§ Instructions for the task: Rewrite the lines below, changing every "drop one dot" to "place a single point" and keeping all other wording as it is. Leave the pictures out of your version.
* Begin Data provided *
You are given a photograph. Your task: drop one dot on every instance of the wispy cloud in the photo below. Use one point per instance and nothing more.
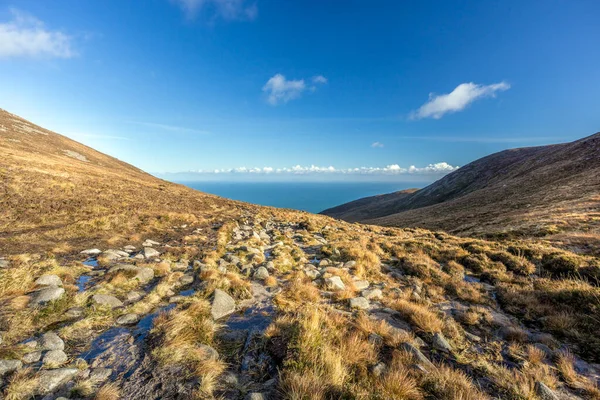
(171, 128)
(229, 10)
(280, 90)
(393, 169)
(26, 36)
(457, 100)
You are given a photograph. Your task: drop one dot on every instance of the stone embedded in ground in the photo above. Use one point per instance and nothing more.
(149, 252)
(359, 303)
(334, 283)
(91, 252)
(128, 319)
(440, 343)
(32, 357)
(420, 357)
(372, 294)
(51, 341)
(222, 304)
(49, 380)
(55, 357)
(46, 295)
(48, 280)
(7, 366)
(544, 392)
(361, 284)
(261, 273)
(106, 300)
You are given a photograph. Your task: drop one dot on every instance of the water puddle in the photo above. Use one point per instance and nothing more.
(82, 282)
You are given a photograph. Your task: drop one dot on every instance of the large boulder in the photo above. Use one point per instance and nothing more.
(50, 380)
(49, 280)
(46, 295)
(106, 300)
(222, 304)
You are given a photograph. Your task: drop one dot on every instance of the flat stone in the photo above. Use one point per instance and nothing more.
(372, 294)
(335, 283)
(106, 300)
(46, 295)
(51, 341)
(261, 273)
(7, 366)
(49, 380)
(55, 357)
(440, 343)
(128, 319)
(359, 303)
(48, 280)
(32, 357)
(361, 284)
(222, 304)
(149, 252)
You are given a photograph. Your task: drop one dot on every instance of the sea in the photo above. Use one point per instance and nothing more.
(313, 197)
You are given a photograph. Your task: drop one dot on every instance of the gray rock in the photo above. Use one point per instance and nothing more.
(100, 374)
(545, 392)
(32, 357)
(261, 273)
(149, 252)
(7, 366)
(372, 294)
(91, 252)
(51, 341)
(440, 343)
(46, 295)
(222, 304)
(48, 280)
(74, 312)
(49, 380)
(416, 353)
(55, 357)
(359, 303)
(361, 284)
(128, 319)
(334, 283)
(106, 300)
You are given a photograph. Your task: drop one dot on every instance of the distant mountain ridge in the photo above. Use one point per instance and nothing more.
* End Data provided *
§ Response:
You are given a photograph. Your task: place a single point on every instance of the wispy cloud in the photo below. Use one point per instance and nothing more.
(171, 128)
(229, 10)
(280, 90)
(393, 169)
(26, 36)
(457, 100)
You are given a photograph. Your task: place a single point on every instance of the stone embedded in ground in the photo above. Use one point per instance and nothing more.
(149, 252)
(359, 303)
(334, 283)
(91, 252)
(128, 319)
(440, 343)
(32, 357)
(420, 357)
(372, 294)
(51, 341)
(222, 304)
(49, 380)
(55, 357)
(46, 295)
(48, 280)
(7, 366)
(544, 392)
(361, 284)
(261, 273)
(106, 300)
You are given a photograph. Your task: place a single point on every instance of the water puddle in the photo above. Use one point per instance and nothing more.
(82, 282)
You are given a photograph. Your task: place a single point on every instance of the large boulder in the photo above. Use one point per instance and nothing more.
(50, 380)
(49, 280)
(46, 295)
(106, 300)
(222, 304)
You are given a photograph. Your task: place a single point on every instance of the flat stone in the photo above. Use one point per instance and nothing more.
(372, 294)
(335, 283)
(106, 300)
(46, 295)
(51, 341)
(261, 273)
(7, 366)
(49, 380)
(55, 357)
(440, 343)
(128, 319)
(359, 303)
(48, 280)
(32, 357)
(361, 284)
(222, 304)
(149, 252)
You are given a photograph. Your task: place a single point on every instance of the sea in the photo above. Use one point per instance and nothing more.
(313, 197)
You are given a photograph. Your task: place a single point on every instance of the gray rock in the photo above. Use one point per instance and nothing more.
(100, 374)
(545, 392)
(32, 357)
(261, 273)
(149, 252)
(7, 366)
(372, 294)
(91, 252)
(51, 341)
(440, 343)
(46, 295)
(222, 304)
(48, 280)
(74, 312)
(49, 380)
(416, 353)
(55, 357)
(359, 303)
(361, 284)
(128, 319)
(334, 283)
(106, 300)
You are given a photograph. Your task: place a single point on every instance of the distant mountain ridge in the photo above. Use one point per instance and nothing more.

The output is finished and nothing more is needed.